===== DOCUMENT =====

If that sounds serious, it is, but Bad Taste is also a funny, punchy, kaleidoscopic page-turner that pulls at the tangled threads of class, commerce and culture until they start to unspool, then keeps yanking. Olah tells us of a desire to create a more complicated and nuanced discussion, with chapters anchored around unexpected references. The section on food is centred around key scenes from the 2013 film Blue Is the Warmest Colour, while the discussion of fashion leads on Jonathan Glazer’s Glasgow-shot adaptation of Under the Skin, where Scarlett Johansson was able to interact with the public incognito via the simple expedient of a fur coat.

“That is a comment on the phenomenon of Scarlett Johansson,” Olah tells us. “It's not a person, really. It's a product, and it's a product that is entirely image-based. It's a visual creation. And as soon as you disrupt it slightly, that product is destroyed. What does that tell us about how powerful the clothing that we wear really is, in the way that we're forming impressions about one another?”

Cover art for Bad Taste by Nathalie Olah. A leopard print effect, with the title and author name overlaid in white text.

Bad Taste sits alongside Steal as Much as You Can as a document of the austerity years in Britain and beyond – a time of grim penny-pinching and flagrant waste at one end, shrinking horizons and faux-homestead insularity at the other. Olah cites the classics of the genre (your Keep Calm and Carry Ons, your Kilner jars filled with pine cones), but, she tells us, “what I'm really interested in is that it wasn't an authentic return to more artisanal methods and an appreciation for natural resources and objects in and of themselves. It was entirely virtual and synthetic. It was a synthetic nostalgia.”

Over time, Olah writes, that synthetic nostalgia for an imaginary past has morphed into an aspirational yet austere minimalism favoured by the tastemaking class. Nowhere is this clearer than in Olah’s thoughts on the ascetic Larry David cosplay that is normcore. Olah tells us: "When a friend said to me, ‘normcore has been around forever now and it's like the longest-standing trend ever’, I was like, ‘that doesn't really make sense’, as it would therefore seem to have spelled the end of fashion, because it's almost post-fashion."

If that were the case, Olah says, it would suggest that “we've never moved past this moment in time when everyone just essentially lighted on one particular look as the definitive look, and then just got themselves into a huge tizzy over whether or not they had the [correct] cut or thread count.”

=====

STATED TASK A
List every person named in the piece on Bad Taste.
STATED TASK B
Summarize the piece on Bad Taste in two sentences.
STATED TASK C
Write out the passage from the piece on Bad Taste that begins at the words "If that sounds" and stops after "a fur coat.".

===== GIVEN DATA =====

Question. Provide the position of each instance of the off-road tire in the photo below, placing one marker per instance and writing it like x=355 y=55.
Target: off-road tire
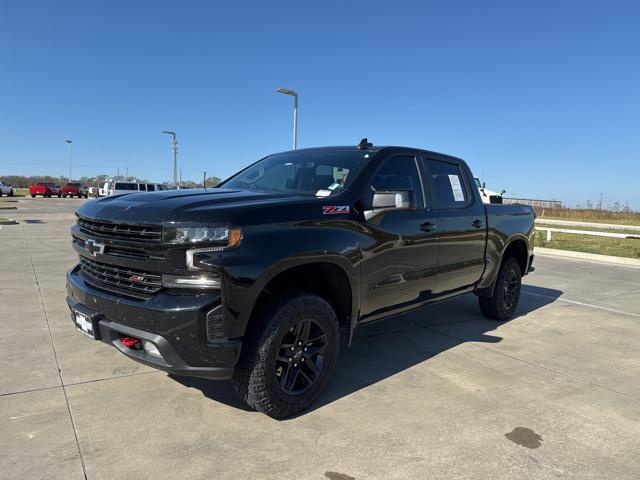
x=498 y=306
x=254 y=378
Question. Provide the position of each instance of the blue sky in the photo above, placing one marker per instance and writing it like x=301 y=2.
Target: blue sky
x=541 y=98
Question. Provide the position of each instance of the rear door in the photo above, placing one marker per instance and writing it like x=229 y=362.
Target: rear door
x=461 y=225
x=399 y=263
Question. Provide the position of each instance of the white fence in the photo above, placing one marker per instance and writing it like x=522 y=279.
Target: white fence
x=587 y=232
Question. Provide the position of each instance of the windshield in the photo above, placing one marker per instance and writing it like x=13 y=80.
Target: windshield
x=314 y=172
x=126 y=186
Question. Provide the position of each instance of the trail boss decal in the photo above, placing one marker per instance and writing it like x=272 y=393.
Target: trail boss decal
x=335 y=209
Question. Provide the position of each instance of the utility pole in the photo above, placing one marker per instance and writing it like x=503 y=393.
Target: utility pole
x=174 y=150
x=69 y=151
x=294 y=94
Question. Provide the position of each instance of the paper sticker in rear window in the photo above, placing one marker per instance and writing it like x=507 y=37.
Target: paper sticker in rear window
x=456 y=188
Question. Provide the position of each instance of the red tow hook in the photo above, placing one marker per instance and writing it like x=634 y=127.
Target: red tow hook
x=131 y=342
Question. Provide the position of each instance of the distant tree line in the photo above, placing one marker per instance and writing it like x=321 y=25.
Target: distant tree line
x=22 y=181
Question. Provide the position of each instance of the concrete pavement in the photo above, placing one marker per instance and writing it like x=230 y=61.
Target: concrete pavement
x=438 y=393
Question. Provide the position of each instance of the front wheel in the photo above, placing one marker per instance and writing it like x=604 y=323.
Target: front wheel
x=289 y=356
x=506 y=293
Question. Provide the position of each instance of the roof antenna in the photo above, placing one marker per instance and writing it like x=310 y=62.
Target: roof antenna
x=364 y=144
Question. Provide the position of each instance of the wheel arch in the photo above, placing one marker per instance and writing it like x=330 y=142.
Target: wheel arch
x=328 y=278
x=517 y=247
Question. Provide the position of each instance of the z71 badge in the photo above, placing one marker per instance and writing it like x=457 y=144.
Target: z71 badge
x=335 y=209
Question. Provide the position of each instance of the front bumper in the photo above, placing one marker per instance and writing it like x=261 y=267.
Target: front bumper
x=174 y=323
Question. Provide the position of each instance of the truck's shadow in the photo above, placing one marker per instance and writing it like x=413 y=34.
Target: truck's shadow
x=383 y=349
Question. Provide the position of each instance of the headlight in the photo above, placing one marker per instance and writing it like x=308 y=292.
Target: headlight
x=196 y=234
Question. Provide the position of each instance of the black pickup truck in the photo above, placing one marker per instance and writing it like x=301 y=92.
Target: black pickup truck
x=260 y=279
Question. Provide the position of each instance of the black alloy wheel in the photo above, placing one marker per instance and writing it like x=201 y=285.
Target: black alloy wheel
x=288 y=354
x=300 y=360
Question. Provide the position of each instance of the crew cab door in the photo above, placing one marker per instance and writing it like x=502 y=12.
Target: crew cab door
x=400 y=248
x=462 y=227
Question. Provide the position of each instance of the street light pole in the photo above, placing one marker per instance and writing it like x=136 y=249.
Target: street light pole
x=174 y=150
x=69 y=150
x=294 y=94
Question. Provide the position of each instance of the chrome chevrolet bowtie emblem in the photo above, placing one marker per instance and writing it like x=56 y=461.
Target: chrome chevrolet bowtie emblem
x=94 y=247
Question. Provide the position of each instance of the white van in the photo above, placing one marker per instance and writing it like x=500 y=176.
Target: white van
x=118 y=187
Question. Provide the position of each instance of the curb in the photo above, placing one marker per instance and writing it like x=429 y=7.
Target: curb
x=553 y=252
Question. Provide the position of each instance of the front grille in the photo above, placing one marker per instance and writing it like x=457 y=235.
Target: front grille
x=123 y=252
x=134 y=281
x=120 y=230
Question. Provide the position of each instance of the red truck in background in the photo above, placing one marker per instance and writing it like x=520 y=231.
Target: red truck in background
x=74 y=190
x=44 y=189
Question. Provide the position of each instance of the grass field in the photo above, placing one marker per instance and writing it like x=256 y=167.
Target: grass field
x=602 y=216
x=619 y=247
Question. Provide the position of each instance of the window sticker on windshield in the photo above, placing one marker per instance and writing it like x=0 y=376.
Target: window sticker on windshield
x=335 y=209
x=456 y=188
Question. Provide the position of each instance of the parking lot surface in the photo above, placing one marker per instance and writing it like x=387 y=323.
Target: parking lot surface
x=438 y=393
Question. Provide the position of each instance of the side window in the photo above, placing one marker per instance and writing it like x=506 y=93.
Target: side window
x=448 y=181
x=399 y=174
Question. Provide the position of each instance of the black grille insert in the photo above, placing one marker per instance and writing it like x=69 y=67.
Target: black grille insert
x=120 y=230
x=135 y=281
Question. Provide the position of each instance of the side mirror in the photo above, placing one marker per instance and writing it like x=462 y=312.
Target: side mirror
x=389 y=200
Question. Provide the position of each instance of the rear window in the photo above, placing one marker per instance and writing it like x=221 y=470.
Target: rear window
x=449 y=184
x=126 y=186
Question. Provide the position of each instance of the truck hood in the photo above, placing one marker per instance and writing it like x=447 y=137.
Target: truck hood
x=201 y=205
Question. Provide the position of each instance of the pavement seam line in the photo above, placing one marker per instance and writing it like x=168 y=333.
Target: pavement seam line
x=117 y=377
x=532 y=364
x=583 y=304
x=55 y=356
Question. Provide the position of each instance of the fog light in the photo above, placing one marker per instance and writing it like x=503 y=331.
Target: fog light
x=131 y=342
x=151 y=348
x=179 y=281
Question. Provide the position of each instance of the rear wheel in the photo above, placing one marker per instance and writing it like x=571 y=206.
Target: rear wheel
x=289 y=356
x=506 y=293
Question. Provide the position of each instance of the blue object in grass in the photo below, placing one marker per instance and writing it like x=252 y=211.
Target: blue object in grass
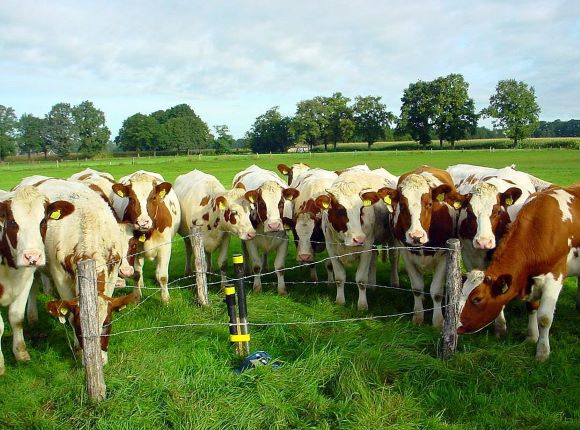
x=258 y=358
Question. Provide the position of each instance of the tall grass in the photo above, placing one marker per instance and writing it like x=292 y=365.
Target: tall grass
x=381 y=373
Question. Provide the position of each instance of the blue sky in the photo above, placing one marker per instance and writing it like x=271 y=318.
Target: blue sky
x=231 y=61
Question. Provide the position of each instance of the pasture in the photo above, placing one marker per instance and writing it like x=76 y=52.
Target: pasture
x=381 y=373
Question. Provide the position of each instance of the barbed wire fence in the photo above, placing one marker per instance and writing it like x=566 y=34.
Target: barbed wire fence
x=239 y=329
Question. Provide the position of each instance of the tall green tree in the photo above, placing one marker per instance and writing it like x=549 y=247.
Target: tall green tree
x=515 y=109
x=30 y=133
x=309 y=122
x=8 y=124
x=270 y=132
x=60 y=133
x=139 y=133
x=454 y=116
x=417 y=109
x=90 y=124
x=371 y=118
x=224 y=141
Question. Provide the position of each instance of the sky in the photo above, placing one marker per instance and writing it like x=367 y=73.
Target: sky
x=232 y=61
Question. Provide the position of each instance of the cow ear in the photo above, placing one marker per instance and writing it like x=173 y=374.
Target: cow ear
x=501 y=285
x=59 y=209
x=121 y=190
x=221 y=202
x=369 y=198
x=163 y=189
x=323 y=202
x=61 y=308
x=252 y=196
x=439 y=193
x=290 y=193
x=284 y=169
x=509 y=196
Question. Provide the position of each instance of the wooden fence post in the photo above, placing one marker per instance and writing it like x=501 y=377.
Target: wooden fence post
x=91 y=332
x=200 y=267
x=453 y=294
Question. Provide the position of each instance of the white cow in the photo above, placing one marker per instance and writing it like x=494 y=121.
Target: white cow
x=24 y=216
x=267 y=192
x=149 y=203
x=205 y=203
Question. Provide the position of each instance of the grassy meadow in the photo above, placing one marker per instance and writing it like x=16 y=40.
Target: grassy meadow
x=381 y=373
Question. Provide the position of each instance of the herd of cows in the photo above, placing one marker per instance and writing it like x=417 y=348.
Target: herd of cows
x=520 y=236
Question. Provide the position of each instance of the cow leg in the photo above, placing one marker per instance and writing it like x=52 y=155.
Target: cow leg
x=550 y=292
x=362 y=278
x=437 y=293
x=188 y=256
x=223 y=260
x=162 y=270
x=279 y=264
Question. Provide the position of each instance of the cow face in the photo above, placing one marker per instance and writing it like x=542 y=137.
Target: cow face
x=482 y=300
x=23 y=222
x=146 y=209
x=413 y=203
x=348 y=211
x=234 y=210
x=70 y=309
x=484 y=217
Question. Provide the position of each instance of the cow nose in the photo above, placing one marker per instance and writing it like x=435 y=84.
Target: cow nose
x=485 y=243
x=32 y=257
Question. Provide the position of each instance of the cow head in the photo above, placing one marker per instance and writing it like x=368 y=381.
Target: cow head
x=484 y=217
x=145 y=209
x=23 y=221
x=70 y=309
x=268 y=201
x=348 y=210
x=413 y=203
x=483 y=298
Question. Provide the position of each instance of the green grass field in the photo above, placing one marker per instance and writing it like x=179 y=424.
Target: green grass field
x=366 y=374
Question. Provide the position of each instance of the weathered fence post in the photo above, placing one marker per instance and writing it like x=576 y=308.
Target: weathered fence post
x=93 y=360
x=244 y=345
x=200 y=267
x=453 y=294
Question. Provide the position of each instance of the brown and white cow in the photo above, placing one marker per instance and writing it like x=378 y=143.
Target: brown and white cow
x=540 y=249
x=149 y=204
x=269 y=195
x=89 y=231
x=24 y=216
x=205 y=203
x=424 y=216
x=352 y=223
x=307 y=218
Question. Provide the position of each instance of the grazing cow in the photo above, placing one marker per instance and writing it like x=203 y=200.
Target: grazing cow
x=424 y=216
x=150 y=205
x=24 y=216
x=293 y=171
x=89 y=231
x=307 y=218
x=352 y=223
x=267 y=193
x=541 y=248
x=219 y=213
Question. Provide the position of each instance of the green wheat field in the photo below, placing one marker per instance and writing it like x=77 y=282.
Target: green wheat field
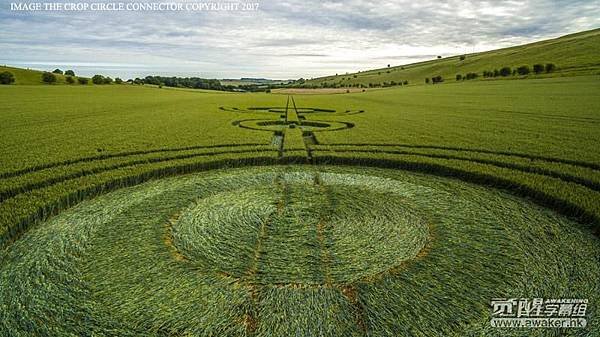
x=129 y=210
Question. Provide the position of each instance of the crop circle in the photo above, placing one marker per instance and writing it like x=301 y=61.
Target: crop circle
x=285 y=250
x=294 y=215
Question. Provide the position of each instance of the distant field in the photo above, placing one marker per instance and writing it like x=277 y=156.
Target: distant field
x=576 y=54
x=32 y=77
x=299 y=91
x=133 y=210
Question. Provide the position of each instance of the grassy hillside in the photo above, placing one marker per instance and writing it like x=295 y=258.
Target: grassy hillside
x=576 y=54
x=30 y=76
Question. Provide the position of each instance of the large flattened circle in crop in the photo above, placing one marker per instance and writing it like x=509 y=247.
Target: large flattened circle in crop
x=292 y=250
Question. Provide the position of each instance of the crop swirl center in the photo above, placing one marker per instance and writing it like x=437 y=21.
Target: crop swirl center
x=290 y=250
x=301 y=229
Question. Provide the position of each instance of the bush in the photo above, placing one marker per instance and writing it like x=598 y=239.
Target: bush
x=98 y=79
x=538 y=68
x=48 y=77
x=6 y=77
x=523 y=70
x=505 y=71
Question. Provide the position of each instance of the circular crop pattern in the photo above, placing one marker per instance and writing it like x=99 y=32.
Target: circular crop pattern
x=292 y=251
x=274 y=125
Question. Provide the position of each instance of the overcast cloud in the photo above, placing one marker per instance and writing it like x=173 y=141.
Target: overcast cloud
x=282 y=39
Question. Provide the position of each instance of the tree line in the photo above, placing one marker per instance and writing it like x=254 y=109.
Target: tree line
x=501 y=72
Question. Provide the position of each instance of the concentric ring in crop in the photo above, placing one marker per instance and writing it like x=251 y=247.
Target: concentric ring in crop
x=291 y=250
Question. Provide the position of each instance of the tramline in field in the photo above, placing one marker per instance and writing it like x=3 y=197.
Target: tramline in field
x=257 y=218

=====

FINISHED ANSWER A
Nathalie Olah
Scarlett Johansson
Jonathan Glazer
Larry David

FINISHED ANSWER B
Bad Taste, by Nathalie Olah, is described as a funny, punchy page-turner about class, commerce and culture, with chapters anchored around unexpected references such as the films Blue Is the Warmest Colour and Under the Skin. Olah presents the austerity years in Britain and beyond as a time of synthetic nostalgia that, she writes, has morphed into an austere minimalism favored by the tastemaking class, seen most clearly in normcore.

FINISHED ANSWER C
If that sounds serious, it is, but Bad Taste is also a funny, punchy, kaleidoscopic page-turner that pulls at the tangled threads of class, commerce and culture until they start to unspool, then keeps yanking. Olah tells us of a desire to create a more complicated and nuanced discussion, with chapters anchored around unexpected references. The section on food is centred around key scenes from the 2013 film Blue Is the Warmest Colour, while the discussion of fashion leads on Jonathan Glazer’s Glasgow-shot adaptation of Under the Skin, where Scarlett Johansson was able to interact with the public incognito via the simple expedient of a fur coat.